== Your assignment ==
What is needed is a word-for-word copy of the lines below from the one with "In this exercise you will indicate the bus grille" through the one with "In this exercise you will indicate the black trousers", both included, with every picture left out.

::::::::::

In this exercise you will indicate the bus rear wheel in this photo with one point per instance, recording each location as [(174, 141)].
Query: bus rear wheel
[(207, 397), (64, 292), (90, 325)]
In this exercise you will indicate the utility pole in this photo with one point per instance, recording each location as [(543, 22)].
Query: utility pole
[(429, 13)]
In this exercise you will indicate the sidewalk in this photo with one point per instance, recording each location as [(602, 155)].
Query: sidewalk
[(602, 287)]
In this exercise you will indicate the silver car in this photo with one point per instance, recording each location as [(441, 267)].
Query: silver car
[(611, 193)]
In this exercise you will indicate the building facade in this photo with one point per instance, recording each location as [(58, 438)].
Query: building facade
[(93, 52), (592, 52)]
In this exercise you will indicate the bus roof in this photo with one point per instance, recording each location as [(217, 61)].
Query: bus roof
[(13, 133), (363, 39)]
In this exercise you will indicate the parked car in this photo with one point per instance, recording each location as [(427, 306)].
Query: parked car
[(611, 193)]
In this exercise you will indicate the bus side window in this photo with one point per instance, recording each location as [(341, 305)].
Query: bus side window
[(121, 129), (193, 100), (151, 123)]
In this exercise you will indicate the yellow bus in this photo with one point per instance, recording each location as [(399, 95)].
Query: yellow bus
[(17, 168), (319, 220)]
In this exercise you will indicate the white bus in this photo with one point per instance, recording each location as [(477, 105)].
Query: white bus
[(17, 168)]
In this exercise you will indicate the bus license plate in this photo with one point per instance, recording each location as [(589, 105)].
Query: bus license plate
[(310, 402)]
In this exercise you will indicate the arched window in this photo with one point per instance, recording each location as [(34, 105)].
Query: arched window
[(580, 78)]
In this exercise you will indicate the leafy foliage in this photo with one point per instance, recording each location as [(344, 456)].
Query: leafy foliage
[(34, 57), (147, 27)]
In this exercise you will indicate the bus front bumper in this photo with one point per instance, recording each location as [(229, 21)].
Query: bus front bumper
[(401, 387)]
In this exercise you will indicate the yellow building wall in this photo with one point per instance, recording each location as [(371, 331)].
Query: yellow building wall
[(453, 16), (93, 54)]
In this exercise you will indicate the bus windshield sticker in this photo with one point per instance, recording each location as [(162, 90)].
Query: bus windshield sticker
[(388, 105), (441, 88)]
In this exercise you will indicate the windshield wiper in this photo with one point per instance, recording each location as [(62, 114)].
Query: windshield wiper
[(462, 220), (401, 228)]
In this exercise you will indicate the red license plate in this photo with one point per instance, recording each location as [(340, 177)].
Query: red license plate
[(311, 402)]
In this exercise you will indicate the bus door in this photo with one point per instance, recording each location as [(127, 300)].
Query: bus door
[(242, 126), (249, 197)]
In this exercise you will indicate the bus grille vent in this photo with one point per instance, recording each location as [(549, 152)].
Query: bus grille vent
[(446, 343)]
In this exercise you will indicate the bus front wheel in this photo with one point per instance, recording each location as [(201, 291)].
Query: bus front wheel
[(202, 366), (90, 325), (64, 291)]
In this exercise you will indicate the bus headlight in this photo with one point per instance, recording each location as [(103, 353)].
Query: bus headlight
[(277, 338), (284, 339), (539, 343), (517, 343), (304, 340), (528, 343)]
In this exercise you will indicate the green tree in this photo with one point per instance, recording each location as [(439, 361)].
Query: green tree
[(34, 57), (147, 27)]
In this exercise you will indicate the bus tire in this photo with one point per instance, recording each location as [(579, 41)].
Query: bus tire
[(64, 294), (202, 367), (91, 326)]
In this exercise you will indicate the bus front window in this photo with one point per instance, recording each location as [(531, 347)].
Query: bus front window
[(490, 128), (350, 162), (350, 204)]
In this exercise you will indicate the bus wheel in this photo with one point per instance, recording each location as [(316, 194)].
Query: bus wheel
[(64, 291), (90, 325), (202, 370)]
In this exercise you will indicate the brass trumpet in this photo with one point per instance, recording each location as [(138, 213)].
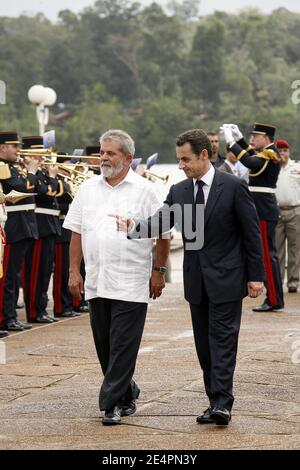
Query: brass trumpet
[(153, 176)]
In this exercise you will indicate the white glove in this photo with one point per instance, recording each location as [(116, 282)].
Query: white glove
[(228, 136), (236, 132)]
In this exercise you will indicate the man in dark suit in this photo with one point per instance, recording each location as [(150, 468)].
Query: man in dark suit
[(220, 269)]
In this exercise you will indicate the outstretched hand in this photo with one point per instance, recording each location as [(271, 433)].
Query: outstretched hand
[(124, 224)]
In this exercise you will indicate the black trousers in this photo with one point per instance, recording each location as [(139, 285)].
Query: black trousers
[(273, 282), (117, 329), (216, 329), (38, 269), (63, 299), (14, 254)]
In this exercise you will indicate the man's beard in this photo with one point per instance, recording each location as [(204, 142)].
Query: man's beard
[(109, 171)]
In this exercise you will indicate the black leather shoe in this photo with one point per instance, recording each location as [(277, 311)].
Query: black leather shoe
[(112, 416), (205, 418), (26, 326), (128, 404), (14, 326), (221, 416), (267, 308), (84, 308)]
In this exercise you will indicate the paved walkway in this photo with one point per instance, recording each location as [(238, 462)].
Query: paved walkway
[(49, 386)]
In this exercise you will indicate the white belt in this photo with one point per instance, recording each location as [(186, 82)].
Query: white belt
[(261, 189), (21, 207), (42, 210)]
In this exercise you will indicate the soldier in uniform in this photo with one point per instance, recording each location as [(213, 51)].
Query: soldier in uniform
[(264, 162), (20, 227), (40, 258)]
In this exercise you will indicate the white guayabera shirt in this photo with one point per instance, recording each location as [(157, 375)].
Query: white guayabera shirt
[(116, 268)]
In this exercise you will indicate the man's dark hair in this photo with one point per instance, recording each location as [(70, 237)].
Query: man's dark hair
[(212, 133), (198, 140)]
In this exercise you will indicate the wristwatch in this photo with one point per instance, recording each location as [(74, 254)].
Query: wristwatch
[(160, 269)]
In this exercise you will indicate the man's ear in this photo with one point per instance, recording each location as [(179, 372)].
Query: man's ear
[(204, 154)]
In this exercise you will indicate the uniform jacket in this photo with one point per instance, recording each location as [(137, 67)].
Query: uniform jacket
[(264, 170), (22, 224)]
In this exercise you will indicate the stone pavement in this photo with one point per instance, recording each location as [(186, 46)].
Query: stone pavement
[(50, 383)]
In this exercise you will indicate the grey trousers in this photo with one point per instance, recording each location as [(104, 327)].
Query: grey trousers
[(288, 233)]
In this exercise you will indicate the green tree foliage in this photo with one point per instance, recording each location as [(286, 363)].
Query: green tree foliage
[(152, 72)]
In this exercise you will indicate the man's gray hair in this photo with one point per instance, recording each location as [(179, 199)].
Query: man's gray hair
[(126, 142)]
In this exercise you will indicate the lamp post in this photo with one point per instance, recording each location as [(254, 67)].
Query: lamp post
[(42, 97)]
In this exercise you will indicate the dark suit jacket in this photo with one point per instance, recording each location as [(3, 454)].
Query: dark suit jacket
[(232, 252)]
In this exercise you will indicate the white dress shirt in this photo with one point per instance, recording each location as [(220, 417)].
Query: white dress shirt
[(207, 179), (116, 268), (288, 185)]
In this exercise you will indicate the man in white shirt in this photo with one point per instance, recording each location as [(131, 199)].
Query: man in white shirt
[(288, 226), (233, 166), (117, 270)]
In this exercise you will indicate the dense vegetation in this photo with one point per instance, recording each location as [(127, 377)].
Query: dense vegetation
[(151, 72)]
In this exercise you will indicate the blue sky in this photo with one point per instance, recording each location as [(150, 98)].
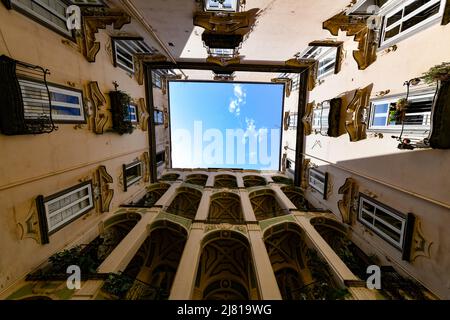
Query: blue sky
[(225, 125)]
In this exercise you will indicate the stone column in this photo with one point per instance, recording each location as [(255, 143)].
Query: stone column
[(247, 209), (203, 207), (267, 283), (339, 269), (169, 195), (184, 282), (283, 200)]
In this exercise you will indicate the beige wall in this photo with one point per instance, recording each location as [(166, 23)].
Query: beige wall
[(44, 164), (409, 181)]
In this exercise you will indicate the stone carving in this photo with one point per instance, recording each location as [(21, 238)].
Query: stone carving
[(356, 26), (312, 66), (143, 114), (94, 19), (104, 193), (97, 99), (421, 247), (347, 205), (308, 118)]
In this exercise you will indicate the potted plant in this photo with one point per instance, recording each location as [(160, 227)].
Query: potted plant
[(440, 129), (120, 102)]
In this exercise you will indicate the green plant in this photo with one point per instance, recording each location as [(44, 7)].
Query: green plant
[(439, 72)]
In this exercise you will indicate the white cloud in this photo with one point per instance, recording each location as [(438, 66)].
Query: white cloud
[(239, 99)]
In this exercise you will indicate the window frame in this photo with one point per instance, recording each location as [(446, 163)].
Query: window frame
[(57, 88), (157, 111), (392, 8), (42, 204), (33, 15), (324, 176), (400, 245), (393, 99), (125, 167)]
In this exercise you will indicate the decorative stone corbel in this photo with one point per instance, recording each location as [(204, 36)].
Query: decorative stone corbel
[(305, 173), (145, 160), (143, 114), (287, 85), (98, 101), (347, 204), (355, 122), (421, 246), (93, 19), (28, 225), (358, 27), (308, 118), (165, 81), (312, 66), (101, 181), (139, 59)]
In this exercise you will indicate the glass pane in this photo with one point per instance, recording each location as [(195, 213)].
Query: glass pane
[(379, 121), (392, 19), (415, 5), (391, 33), (395, 222), (422, 16)]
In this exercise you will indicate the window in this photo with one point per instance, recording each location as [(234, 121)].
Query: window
[(325, 55), (132, 113), (225, 5), (408, 17), (293, 120), (318, 181), (159, 117), (124, 49), (160, 158), (67, 103), (417, 115), (320, 117), (51, 13), (59, 209), (385, 221), (132, 173)]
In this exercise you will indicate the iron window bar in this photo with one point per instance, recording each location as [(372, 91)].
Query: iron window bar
[(27, 100)]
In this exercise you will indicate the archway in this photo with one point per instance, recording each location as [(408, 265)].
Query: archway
[(253, 181), (296, 196), (265, 204), (225, 270), (225, 181), (197, 179), (185, 203), (225, 207)]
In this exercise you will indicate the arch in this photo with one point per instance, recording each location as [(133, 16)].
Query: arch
[(197, 179), (265, 204), (154, 266), (225, 207), (185, 203), (296, 196), (169, 177), (299, 271), (225, 181), (253, 181), (225, 270), (282, 180)]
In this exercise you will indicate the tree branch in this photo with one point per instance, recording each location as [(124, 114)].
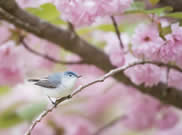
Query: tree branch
[(117, 31), (45, 56), (76, 91), (11, 12)]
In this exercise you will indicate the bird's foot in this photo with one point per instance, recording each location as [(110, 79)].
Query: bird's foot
[(53, 102)]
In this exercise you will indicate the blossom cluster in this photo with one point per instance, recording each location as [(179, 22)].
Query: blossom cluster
[(100, 103)]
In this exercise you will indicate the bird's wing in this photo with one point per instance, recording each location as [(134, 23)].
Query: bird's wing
[(47, 84)]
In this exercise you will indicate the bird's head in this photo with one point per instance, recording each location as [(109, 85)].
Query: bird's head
[(69, 78)]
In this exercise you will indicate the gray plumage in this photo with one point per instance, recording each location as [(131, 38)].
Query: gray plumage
[(52, 81)]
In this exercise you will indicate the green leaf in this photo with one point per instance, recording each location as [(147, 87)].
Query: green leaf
[(29, 112), (47, 12), (4, 90), (9, 117), (176, 15)]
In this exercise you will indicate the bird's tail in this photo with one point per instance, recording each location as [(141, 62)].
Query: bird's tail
[(33, 80)]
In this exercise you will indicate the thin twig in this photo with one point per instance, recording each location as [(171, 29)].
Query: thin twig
[(48, 57), (117, 31), (71, 27), (80, 88)]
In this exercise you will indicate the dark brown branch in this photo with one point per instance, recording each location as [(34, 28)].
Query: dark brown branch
[(10, 11), (45, 56), (117, 31)]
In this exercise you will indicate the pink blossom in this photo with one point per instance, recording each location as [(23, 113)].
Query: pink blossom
[(148, 74), (32, 3), (167, 118), (83, 69), (74, 125), (176, 130), (171, 50), (141, 113), (146, 41), (43, 129), (41, 46), (84, 12), (174, 79)]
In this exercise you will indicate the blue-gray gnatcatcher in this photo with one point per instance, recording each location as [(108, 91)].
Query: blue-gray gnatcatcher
[(58, 84)]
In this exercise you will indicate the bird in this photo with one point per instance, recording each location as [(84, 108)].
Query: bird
[(57, 85)]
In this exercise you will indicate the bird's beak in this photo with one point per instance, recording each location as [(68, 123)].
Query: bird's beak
[(79, 76)]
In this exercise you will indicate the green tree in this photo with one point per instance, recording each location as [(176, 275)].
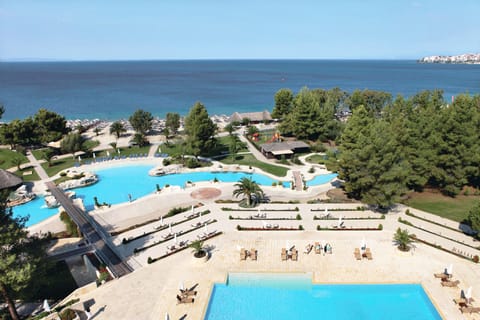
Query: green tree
[(49, 126), (249, 189), (283, 103), (403, 239), (71, 143), (473, 218), (200, 130), (140, 140), (117, 128), (172, 122), (141, 121), (20, 256)]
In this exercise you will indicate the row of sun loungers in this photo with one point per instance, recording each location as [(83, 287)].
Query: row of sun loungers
[(245, 253), (359, 255)]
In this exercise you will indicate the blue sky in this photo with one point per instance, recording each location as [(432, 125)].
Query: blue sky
[(246, 29)]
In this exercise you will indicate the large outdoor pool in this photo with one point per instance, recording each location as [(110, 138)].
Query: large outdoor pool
[(283, 296), (117, 183)]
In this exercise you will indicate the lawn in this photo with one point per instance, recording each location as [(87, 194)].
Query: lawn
[(250, 160), (451, 208), (7, 156)]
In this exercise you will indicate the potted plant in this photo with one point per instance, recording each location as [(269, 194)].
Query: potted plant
[(198, 250)]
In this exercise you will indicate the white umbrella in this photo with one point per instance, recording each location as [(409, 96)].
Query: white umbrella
[(468, 293), (450, 269), (46, 306)]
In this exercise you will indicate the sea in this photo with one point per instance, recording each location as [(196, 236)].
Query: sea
[(114, 90)]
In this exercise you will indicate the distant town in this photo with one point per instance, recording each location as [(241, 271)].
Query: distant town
[(467, 58)]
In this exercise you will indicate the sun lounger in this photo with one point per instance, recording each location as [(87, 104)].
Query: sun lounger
[(253, 254), (185, 299), (450, 284), (294, 254), (284, 254), (243, 254), (470, 309), (357, 254)]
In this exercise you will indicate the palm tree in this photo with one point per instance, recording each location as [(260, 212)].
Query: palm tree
[(248, 188), (198, 250), (403, 239), (117, 129)]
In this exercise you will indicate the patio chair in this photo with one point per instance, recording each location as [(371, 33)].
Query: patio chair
[(451, 284), (243, 254), (253, 254), (294, 255), (470, 309), (318, 248), (185, 299), (357, 254), (284, 254)]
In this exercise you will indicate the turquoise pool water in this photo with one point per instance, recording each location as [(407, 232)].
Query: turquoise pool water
[(118, 182), (263, 296)]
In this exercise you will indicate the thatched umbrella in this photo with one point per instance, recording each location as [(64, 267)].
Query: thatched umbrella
[(9, 180)]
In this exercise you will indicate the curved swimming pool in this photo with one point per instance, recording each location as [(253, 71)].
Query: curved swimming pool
[(117, 183)]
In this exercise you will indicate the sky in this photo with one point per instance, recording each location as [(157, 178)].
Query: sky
[(245, 29)]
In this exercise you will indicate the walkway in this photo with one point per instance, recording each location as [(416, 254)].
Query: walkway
[(92, 233)]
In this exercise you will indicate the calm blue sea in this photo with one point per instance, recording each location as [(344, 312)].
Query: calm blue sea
[(113, 90)]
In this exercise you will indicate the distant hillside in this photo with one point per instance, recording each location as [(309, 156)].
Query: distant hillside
[(468, 58)]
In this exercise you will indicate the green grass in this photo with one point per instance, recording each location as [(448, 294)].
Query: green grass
[(250, 160), (451, 208), (7, 156)]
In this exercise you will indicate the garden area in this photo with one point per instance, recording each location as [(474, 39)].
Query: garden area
[(447, 207)]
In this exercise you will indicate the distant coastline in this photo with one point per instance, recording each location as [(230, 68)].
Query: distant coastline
[(467, 58)]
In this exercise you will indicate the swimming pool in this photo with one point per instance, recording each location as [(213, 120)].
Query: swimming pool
[(117, 183), (280, 296)]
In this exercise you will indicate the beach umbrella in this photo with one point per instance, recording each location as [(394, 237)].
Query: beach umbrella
[(468, 293), (46, 306), (450, 269)]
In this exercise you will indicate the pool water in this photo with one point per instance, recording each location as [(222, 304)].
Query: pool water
[(295, 297), (117, 183)]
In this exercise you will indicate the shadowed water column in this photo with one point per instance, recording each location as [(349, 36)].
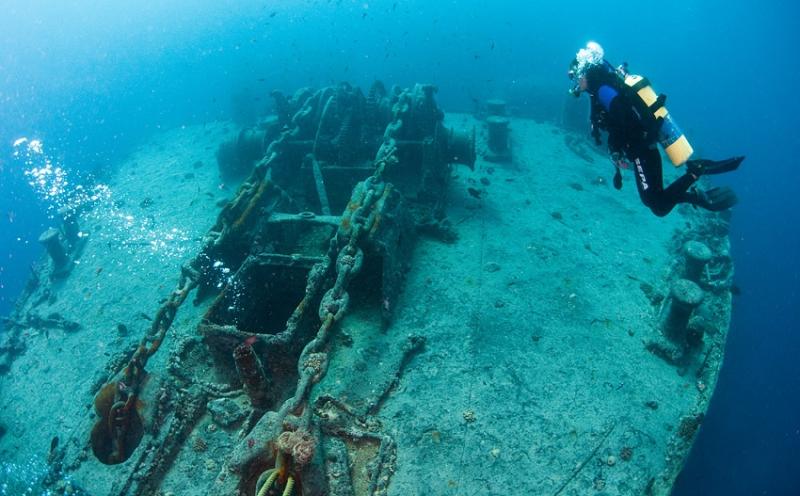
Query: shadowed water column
[(51, 240), (69, 217)]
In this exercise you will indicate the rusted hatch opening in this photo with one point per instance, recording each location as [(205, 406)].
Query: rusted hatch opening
[(302, 234), (262, 298)]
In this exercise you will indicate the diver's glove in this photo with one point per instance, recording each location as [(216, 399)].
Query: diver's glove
[(617, 181)]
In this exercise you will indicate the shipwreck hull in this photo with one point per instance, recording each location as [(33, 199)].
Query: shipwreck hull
[(337, 333)]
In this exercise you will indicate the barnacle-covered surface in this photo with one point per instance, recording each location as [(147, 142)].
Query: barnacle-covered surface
[(343, 309)]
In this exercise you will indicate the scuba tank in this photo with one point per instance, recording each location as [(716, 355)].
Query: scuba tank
[(670, 135)]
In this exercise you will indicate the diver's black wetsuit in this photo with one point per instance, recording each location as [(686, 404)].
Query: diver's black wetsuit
[(613, 111)]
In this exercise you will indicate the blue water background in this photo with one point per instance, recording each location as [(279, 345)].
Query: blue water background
[(94, 79)]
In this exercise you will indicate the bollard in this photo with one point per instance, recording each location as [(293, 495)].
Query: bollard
[(498, 139), (252, 375), (496, 107), (461, 147), (685, 296), (697, 256)]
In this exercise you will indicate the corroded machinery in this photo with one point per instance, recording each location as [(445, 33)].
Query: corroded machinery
[(322, 227)]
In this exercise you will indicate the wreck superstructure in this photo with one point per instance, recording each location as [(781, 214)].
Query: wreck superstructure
[(295, 293)]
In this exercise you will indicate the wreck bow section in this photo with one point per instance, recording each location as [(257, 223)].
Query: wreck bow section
[(320, 230)]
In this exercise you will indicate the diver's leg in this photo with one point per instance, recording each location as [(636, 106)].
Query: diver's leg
[(649, 179)]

::::::::::

== Answer below ==
In this exercise you will indicate the bus grille vent in this photo with one point per instance, recording each location as [(549, 152)].
Query: bus grille vent
[(446, 343)]
In this exercise you will indicate the bus front wheel in this photo with one point per instance, recording each location as [(201, 291)].
Query: bus front wheel
[(202, 366), (90, 325), (64, 291)]
In this exercise you will indicate the bus headlight in this photo with one point per instance, recording each location as [(103, 353)].
Query: bus headlight
[(277, 338), (284, 339), (539, 343), (517, 343), (304, 340), (528, 343)]
In this exercise you will indicate the green tree in this photo with one point per instance, recording each location as [(439, 361)].
Query: green tree
[(34, 57), (147, 27)]
In this exercise you will indicate the bus tire in this photo with one point per instance, recording each location as [(579, 41)].
Query: bus tire
[(64, 294), (202, 367), (91, 326)]
In this exercise you will indicate the bus front window in this photo with one point per instance, recording each location as [(531, 347)].
Query: bus front window
[(490, 128), (350, 162), (350, 204)]
In this exercise you will indicate the bus wheel in this photo with one point per instance, recording each location as [(316, 194)].
Query: bus wheel
[(64, 291), (90, 325), (202, 370)]
In this exercise you will indicate the brass trumpet in this photo with one point per instance, recording each location as [(138, 213)].
Query: brass trumpet
[(153, 176)]
In this exercise you will indicate the white glove in this photo with one point per instance, recording each location as [(116, 282)].
Query: white glove
[(228, 136), (236, 132)]
In this exercise you will indicate the man in dark suit in this photo with one point per instance, recording each location as [(150, 468)].
Query: man in dark suit
[(220, 269)]
In this exercise you will indicate the outstretched hand in this photo with one point per instance, recording each location as [(271, 433)].
Query: outstretched hand
[(124, 224)]
In this exercise you will indicate the black trousers in this photo with one point per instance, recording each location as [(139, 285)].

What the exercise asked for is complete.